Retype the listing that follows, exactly as written.
* * * * * * * * *
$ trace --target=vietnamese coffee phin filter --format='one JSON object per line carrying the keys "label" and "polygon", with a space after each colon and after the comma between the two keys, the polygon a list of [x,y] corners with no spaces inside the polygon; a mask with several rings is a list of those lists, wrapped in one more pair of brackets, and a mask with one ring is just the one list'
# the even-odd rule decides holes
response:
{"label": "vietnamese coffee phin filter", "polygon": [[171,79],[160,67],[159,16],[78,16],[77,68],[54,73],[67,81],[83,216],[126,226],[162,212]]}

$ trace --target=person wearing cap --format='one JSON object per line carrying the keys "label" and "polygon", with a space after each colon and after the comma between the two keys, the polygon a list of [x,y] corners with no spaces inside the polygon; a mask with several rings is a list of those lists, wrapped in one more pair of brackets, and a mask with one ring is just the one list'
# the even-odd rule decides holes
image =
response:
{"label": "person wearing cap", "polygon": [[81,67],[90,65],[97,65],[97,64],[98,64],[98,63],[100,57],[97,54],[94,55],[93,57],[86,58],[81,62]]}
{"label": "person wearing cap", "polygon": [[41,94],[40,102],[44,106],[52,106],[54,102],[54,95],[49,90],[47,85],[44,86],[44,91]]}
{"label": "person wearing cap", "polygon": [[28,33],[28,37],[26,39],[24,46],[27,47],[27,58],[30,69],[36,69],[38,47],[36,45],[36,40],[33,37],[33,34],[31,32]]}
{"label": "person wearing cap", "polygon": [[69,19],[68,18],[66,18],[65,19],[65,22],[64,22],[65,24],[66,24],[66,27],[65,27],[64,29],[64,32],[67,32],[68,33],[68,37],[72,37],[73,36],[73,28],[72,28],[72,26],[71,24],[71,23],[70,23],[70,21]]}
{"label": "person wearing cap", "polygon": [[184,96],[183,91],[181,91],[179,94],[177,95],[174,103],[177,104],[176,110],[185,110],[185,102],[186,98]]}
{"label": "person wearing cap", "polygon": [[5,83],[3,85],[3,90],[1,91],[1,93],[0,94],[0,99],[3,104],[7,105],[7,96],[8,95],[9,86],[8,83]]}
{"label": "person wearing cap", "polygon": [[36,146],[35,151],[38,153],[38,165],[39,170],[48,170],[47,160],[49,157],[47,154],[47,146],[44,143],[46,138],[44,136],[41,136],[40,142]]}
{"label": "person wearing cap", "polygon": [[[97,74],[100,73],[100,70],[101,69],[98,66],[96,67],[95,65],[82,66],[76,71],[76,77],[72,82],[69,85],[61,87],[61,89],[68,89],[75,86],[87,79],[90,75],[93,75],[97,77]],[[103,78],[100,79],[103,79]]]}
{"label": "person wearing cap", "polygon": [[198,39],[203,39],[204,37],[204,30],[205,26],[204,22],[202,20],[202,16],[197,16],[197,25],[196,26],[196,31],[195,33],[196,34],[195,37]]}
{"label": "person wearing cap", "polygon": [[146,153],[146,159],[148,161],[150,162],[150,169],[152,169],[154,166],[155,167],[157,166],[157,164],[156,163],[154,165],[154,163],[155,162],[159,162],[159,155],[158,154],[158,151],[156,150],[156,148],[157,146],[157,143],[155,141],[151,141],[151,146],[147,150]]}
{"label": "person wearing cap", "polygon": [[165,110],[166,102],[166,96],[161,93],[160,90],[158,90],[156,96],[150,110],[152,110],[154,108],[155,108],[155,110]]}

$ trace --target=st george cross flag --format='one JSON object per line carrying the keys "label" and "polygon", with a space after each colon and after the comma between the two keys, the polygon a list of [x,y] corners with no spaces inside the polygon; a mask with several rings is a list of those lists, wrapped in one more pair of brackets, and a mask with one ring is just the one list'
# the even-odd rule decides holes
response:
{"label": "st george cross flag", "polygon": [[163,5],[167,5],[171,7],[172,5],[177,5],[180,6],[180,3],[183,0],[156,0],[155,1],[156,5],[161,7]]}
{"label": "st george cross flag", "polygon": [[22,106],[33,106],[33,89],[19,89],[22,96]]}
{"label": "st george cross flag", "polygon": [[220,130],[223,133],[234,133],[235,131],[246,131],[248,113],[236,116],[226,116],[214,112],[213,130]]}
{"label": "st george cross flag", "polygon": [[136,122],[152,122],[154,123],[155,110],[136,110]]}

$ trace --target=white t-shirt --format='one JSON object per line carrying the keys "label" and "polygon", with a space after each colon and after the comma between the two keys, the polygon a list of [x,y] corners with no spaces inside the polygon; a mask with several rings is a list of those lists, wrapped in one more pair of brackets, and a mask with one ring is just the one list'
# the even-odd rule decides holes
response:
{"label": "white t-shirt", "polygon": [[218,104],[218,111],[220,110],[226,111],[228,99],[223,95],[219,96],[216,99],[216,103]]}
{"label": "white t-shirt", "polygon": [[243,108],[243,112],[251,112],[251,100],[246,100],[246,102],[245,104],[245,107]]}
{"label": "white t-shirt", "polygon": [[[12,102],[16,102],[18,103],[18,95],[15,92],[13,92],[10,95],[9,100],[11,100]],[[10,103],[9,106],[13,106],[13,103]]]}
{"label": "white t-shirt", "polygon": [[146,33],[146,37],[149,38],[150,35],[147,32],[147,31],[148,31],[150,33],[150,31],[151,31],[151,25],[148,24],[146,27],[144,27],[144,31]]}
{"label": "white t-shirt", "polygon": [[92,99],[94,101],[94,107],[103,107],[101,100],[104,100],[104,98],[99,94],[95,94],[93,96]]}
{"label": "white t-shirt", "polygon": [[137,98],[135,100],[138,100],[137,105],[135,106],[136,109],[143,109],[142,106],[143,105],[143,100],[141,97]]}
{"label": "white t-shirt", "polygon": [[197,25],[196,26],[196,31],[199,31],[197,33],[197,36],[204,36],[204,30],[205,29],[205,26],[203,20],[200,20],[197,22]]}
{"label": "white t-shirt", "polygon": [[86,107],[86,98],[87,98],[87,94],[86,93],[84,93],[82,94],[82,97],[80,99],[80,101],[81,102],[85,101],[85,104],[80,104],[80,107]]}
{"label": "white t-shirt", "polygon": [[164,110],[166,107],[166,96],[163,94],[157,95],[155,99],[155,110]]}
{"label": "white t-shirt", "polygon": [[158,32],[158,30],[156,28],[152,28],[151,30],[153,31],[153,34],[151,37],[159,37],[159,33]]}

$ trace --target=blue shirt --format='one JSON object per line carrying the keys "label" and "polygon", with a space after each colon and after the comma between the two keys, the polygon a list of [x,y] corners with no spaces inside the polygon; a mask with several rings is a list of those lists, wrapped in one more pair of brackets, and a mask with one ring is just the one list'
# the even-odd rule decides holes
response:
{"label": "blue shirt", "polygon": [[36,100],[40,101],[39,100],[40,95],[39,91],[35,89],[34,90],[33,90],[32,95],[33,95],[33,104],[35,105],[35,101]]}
* * * * * * * * *
EXERCISE SOLUTION:
$ trace --target=vietnamese coffee phin filter --format='one JSON object per line carrying the keys "label" and "polygon", with a space after each colon and after the comma between the two keys, the polygon a list of [x,y] corners with no spaces inside the polygon; a mask with several rings is a list of those lists, wrapped in one more pair of brackets, and a mask with one ring is just the one list'
# the even-odd rule decides holes
response:
{"label": "vietnamese coffee phin filter", "polygon": [[171,79],[160,67],[159,16],[78,16],[77,68],[54,73],[67,81],[83,216],[126,226],[162,212]]}

$ trace --target=person wearing cap --format='one JSON object per line carrying the keys "label" and "polygon", with a space after each colon and after the comma between the two keys, the polygon a list of [x,y] corners with no spaces inside the polygon; a mask with several rings is a list of those lists, wrapped in one more pair of brackets, and a mask with one ring is just the one list'
# the even-odd rule decides holes
image =
response:
{"label": "person wearing cap", "polygon": [[81,67],[90,65],[97,65],[97,64],[98,64],[98,63],[100,57],[97,54],[94,55],[93,57],[86,58],[81,62]]}
{"label": "person wearing cap", "polygon": [[41,94],[40,102],[44,106],[52,106],[54,102],[54,95],[49,90],[47,85],[44,86],[44,91]]}
{"label": "person wearing cap", "polygon": [[28,33],[28,37],[26,39],[24,46],[27,47],[27,58],[30,69],[36,69],[38,47],[36,45],[36,40],[33,37],[33,34],[31,32]]}
{"label": "person wearing cap", "polygon": [[69,19],[68,18],[66,18],[65,19],[65,22],[64,22],[65,24],[66,24],[66,27],[65,27],[64,29],[64,32],[67,32],[68,33],[68,37],[72,37],[73,36],[73,28],[72,28],[72,26],[71,24],[71,23],[70,23],[70,21]]}
{"label": "person wearing cap", "polygon": [[184,96],[183,91],[181,91],[179,94],[177,95],[174,103],[177,104],[176,110],[185,110],[185,102],[186,98]]}
{"label": "person wearing cap", "polygon": [[5,83],[3,85],[3,90],[1,91],[1,93],[0,94],[0,99],[3,104],[7,105],[7,96],[8,95],[9,86],[8,83]]}
{"label": "person wearing cap", "polygon": [[36,146],[35,151],[38,153],[38,165],[39,170],[48,170],[47,160],[49,157],[47,154],[47,146],[44,143],[46,138],[44,136],[41,136],[40,142]]}
{"label": "person wearing cap", "polygon": [[[97,74],[100,73],[100,70],[101,69],[98,66],[96,67],[95,65],[82,66],[76,71],[76,77],[72,82],[69,85],[61,87],[61,89],[68,89],[75,86],[87,79],[90,75],[93,75],[97,77]],[[103,78],[100,79],[103,79]]]}
{"label": "person wearing cap", "polygon": [[198,39],[203,39],[204,37],[204,30],[205,26],[204,22],[202,20],[202,16],[197,16],[197,25],[196,26],[196,31],[195,33],[196,34],[195,37]]}
{"label": "person wearing cap", "polygon": [[146,153],[146,159],[148,161],[150,162],[150,169],[152,169],[154,166],[155,167],[157,166],[157,164],[156,163],[154,165],[154,163],[155,162],[159,162],[159,155],[158,154],[158,151],[156,150],[156,148],[157,146],[157,143],[155,141],[151,141],[151,146],[147,150]]}
{"label": "person wearing cap", "polygon": [[165,110],[166,102],[166,96],[161,93],[160,90],[158,90],[156,96],[150,110],[152,110],[154,108],[155,108],[155,110]]}

$ trace --target=st george cross flag --format='one JSON object per line carrying the keys "label" and "polygon", with a space after each colon and after the comma between the two keys, the polygon a list of [x,y] corners with no spaces inside the polygon; a mask with several rings is a list of those lists, wrapped in one more pair of brackets, and a mask with one ring is just the one list'
# the even-odd rule decides holes
response:
{"label": "st george cross flag", "polygon": [[163,5],[167,5],[171,7],[172,5],[177,5],[180,6],[180,3],[183,0],[156,0],[155,1],[156,5],[161,7]]}
{"label": "st george cross flag", "polygon": [[22,106],[33,106],[33,89],[19,89],[22,96]]}
{"label": "st george cross flag", "polygon": [[220,130],[223,133],[234,133],[235,131],[246,131],[248,113],[236,116],[226,116],[214,112],[213,130]]}
{"label": "st george cross flag", "polygon": [[136,122],[152,122],[154,123],[155,110],[136,110]]}

$ trace --target=white t-shirt --format='one JSON object per line carrying the keys "label" and "polygon", with a space after each colon and after the comma between the two keys, the polygon a list of [x,y] corners with no spaces inside the polygon; a mask with several rings is a list of those lists, wrapped in one more pair of brackets, and a mask with one ring is just the one list'
# the even-odd rule decides holes
response:
{"label": "white t-shirt", "polygon": [[218,104],[218,111],[220,110],[226,111],[228,99],[223,95],[219,96],[216,99],[216,103]]}
{"label": "white t-shirt", "polygon": [[243,108],[243,112],[251,112],[251,100],[246,100],[246,102],[245,104],[245,107]]}
{"label": "white t-shirt", "polygon": [[[12,102],[16,102],[18,103],[18,95],[15,92],[13,92],[10,95],[9,100],[11,100]],[[10,103],[9,106],[13,106],[13,103]]]}
{"label": "white t-shirt", "polygon": [[146,33],[146,37],[149,38],[150,35],[147,32],[147,31],[148,31],[150,33],[150,31],[151,31],[151,25],[148,24],[146,27],[144,27],[144,31]]}
{"label": "white t-shirt", "polygon": [[92,99],[94,101],[94,107],[103,107],[101,100],[104,100],[104,98],[99,94],[95,94],[93,96]]}
{"label": "white t-shirt", "polygon": [[137,98],[135,100],[138,100],[137,105],[135,106],[136,109],[143,109],[142,106],[143,105],[143,100],[141,97]]}
{"label": "white t-shirt", "polygon": [[197,25],[196,26],[196,31],[199,31],[197,33],[197,36],[204,36],[204,30],[205,29],[205,26],[203,20],[200,20],[197,22]]}
{"label": "white t-shirt", "polygon": [[86,107],[86,98],[87,98],[87,94],[86,93],[84,93],[82,94],[82,97],[80,99],[80,101],[81,102],[85,101],[85,104],[80,104],[80,107]]}
{"label": "white t-shirt", "polygon": [[164,110],[166,107],[166,96],[163,94],[157,95],[155,99],[155,110]]}
{"label": "white t-shirt", "polygon": [[158,32],[158,30],[156,28],[152,28],[151,30],[153,31],[153,34],[151,37],[159,37],[159,33]]}

$ trace --target=blue shirt --format='one JSON object per line carrying the keys "label" and "polygon", with a space after each colon and after the comma between the two keys, the polygon a list of [x,y] corners with no spaces inside the polygon; a mask with several rings is a list of those lists, wrapped in one more pair of brackets, and a mask with one ring is just the one list'
# the even-odd rule decides holes
response:
{"label": "blue shirt", "polygon": [[36,100],[40,101],[39,100],[40,95],[39,91],[35,89],[34,90],[33,90],[32,95],[33,95],[33,104],[35,105],[35,101]]}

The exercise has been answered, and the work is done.